→ **Your assignment**: Using the entries that follow, write out the line containing "of the long", the line containing "the shirt cuff;", and every line between them, exactly and nothing else.

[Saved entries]
------------------------------------------------------------

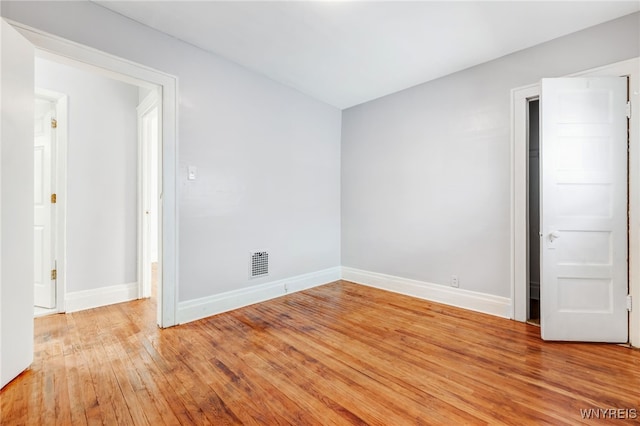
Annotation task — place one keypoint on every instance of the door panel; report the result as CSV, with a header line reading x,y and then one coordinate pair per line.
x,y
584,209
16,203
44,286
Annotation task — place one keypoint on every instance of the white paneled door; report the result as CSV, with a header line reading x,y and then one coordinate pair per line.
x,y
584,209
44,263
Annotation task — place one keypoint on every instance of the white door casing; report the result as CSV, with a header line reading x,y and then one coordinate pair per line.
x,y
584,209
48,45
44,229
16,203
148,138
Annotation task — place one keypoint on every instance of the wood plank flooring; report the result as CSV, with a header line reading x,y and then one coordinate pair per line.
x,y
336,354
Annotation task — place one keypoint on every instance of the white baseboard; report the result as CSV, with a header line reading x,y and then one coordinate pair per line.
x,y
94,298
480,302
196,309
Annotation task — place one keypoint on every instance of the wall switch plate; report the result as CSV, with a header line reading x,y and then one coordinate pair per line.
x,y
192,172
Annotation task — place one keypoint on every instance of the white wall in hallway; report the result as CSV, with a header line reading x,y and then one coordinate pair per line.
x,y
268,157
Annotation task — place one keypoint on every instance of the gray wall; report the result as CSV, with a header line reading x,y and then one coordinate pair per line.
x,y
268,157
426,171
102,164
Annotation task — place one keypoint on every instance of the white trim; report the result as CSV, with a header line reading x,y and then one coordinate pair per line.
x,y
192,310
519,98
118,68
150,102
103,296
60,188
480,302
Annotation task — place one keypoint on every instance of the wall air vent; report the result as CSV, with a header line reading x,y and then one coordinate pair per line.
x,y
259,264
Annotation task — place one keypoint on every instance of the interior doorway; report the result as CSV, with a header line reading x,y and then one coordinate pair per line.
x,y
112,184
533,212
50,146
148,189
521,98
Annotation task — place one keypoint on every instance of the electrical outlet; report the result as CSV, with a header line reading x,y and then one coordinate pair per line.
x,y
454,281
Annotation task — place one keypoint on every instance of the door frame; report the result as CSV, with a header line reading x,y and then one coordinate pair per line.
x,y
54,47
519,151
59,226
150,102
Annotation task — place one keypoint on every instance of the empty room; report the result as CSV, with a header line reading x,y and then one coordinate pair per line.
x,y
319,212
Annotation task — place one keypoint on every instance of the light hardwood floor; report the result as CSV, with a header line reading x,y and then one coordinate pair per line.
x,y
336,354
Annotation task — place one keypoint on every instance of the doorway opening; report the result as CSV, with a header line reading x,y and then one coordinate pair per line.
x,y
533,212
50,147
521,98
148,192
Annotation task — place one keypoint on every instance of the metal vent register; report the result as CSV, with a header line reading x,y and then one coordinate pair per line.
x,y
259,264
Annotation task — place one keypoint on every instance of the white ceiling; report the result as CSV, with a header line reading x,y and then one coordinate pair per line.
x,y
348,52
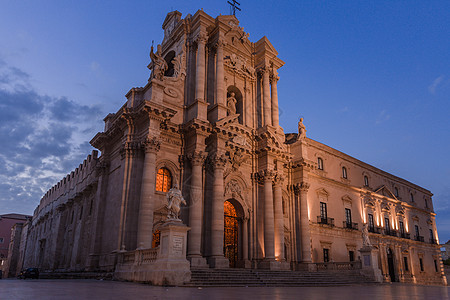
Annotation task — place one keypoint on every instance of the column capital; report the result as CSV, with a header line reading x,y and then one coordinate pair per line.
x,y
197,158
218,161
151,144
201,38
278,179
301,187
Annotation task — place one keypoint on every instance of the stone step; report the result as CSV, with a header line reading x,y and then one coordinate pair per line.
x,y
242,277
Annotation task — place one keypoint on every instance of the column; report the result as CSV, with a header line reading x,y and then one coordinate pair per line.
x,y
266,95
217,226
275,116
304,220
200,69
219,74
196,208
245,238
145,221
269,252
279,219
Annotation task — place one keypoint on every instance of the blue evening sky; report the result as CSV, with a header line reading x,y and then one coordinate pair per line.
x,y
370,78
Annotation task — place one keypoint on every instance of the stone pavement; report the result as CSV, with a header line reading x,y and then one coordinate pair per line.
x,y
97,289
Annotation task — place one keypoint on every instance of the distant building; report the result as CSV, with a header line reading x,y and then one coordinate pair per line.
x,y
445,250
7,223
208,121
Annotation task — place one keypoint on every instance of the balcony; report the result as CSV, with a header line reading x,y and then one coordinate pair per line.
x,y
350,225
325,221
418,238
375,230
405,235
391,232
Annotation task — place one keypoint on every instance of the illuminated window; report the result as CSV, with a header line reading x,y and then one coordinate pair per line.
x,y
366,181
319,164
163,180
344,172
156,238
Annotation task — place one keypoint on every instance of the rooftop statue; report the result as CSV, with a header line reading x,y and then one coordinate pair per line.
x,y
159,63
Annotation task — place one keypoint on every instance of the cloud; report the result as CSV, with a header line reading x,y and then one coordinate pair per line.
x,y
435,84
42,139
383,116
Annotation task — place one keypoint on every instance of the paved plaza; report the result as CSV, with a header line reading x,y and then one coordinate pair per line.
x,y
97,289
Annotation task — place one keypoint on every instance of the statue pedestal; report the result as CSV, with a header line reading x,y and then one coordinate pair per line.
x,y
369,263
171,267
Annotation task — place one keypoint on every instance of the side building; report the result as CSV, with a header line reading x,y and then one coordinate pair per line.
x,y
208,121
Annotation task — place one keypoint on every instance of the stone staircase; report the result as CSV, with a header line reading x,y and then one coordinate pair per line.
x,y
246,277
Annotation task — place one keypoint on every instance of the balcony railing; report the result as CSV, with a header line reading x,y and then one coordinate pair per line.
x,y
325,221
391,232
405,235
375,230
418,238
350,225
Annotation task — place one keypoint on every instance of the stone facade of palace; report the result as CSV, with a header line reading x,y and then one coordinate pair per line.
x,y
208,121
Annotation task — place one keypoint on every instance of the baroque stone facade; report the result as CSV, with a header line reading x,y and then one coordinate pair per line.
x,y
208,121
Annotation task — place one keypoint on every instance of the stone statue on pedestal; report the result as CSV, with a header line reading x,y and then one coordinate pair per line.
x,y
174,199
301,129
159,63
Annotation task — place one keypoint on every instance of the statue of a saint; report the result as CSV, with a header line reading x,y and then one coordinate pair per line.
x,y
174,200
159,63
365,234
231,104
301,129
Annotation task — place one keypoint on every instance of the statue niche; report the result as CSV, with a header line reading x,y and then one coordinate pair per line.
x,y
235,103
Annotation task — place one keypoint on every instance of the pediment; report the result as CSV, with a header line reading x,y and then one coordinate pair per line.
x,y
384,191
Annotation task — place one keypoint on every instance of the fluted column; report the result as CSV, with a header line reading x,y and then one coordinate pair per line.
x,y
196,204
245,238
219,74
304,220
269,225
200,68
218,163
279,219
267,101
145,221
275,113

------------------------------------------------------------

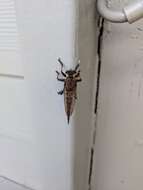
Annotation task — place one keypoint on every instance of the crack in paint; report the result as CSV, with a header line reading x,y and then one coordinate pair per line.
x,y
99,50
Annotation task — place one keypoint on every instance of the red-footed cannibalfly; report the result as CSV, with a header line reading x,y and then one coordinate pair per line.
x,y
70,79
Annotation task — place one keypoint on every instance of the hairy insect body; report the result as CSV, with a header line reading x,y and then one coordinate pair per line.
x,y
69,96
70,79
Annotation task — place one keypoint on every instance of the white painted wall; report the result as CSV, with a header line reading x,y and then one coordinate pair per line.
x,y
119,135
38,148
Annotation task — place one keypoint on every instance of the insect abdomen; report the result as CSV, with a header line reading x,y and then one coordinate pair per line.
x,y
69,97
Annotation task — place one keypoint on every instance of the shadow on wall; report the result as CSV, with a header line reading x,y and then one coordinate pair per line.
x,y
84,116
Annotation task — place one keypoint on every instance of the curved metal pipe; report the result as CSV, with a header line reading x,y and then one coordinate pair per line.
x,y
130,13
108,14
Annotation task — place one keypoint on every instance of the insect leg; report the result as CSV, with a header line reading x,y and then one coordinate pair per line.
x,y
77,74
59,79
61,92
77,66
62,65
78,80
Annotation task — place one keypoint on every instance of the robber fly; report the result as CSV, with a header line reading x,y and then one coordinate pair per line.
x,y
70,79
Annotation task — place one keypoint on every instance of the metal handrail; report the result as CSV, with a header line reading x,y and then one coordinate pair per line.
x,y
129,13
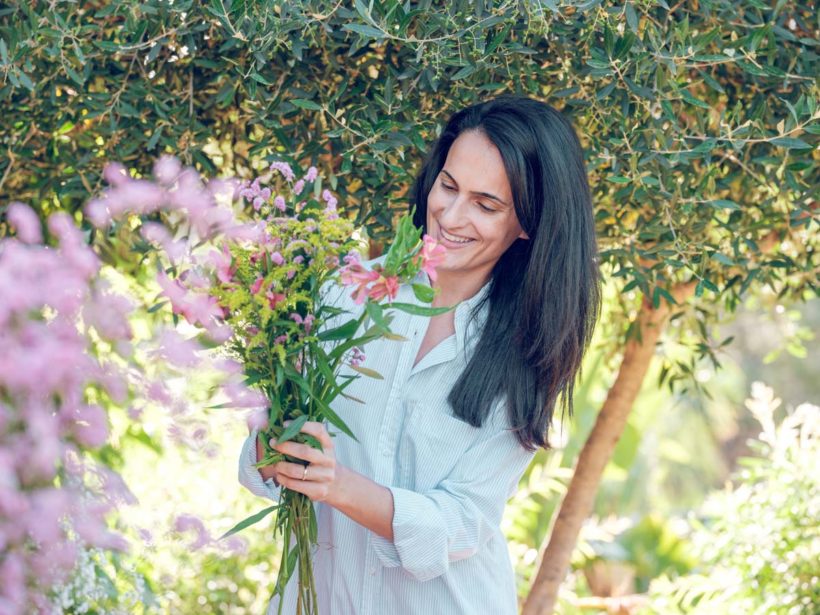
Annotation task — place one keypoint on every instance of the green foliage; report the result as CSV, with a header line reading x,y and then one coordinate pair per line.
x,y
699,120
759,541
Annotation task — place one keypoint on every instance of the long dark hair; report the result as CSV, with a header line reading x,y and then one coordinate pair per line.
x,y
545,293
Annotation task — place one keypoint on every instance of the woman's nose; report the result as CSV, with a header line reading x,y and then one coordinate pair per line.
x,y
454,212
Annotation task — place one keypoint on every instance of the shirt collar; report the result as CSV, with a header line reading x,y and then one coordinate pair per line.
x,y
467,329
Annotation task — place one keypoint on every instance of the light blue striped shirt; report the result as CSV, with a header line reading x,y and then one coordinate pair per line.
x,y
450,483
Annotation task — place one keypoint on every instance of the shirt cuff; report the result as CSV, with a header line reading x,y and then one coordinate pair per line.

------------------------------------------------------------

→ **Finished task**:
Annotation task — place one keypoint on every instance of the long dark hair; report the result as CSV, with a header line reading x,y and then one coordinate pair per line.
x,y
545,293
Annotation task — place one keypoint on every instance of the woman's nose; report the result as CSV, with a header line reading x,y and then one coordinate pair per line.
x,y
454,212
Annotation task — place one keypoint on every instance of the shirt collar; report the result as CSV, with a header line reading x,y and then one coordinate pair per line.
x,y
467,329
Annotation task — place one keypoint on every instance of the light blue striped shirt; report the result as CSV, with a header line reading x,y and then one coordinate pair per line.
x,y
450,483
Annotation task — place one keypoint on every instance of the shirt cuff; report the result as CSV, with a header line reading x,y and then one coordinate pair per line.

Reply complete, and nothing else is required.